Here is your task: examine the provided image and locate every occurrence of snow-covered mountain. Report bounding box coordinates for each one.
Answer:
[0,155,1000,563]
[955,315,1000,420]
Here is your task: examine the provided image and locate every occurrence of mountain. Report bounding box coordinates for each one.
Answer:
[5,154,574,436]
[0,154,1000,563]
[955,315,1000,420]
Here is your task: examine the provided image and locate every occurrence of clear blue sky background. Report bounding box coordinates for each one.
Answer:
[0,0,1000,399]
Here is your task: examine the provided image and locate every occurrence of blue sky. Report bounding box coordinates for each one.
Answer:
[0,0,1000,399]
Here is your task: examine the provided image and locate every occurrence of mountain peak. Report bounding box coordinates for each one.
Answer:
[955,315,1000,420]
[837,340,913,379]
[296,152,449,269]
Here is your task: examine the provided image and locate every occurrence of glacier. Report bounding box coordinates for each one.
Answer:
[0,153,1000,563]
----
__Given instruction__
Find every line in the data above that contains the string "mountain" and copy each one in full. Matches must be case-sensitive.

__Result of the exercise__
Here is your task: examine the provided image and locate every occurrence of snow-covered mountain. Report bounding box coordinates for each one.
Here is your task: examine the provided image and locate every occurrence of mountain. Report bounding box coordinates for each one.
Here is your task: examine the provided image and locate every occurrence of mountain peak. Report bounding box coordinates for each one.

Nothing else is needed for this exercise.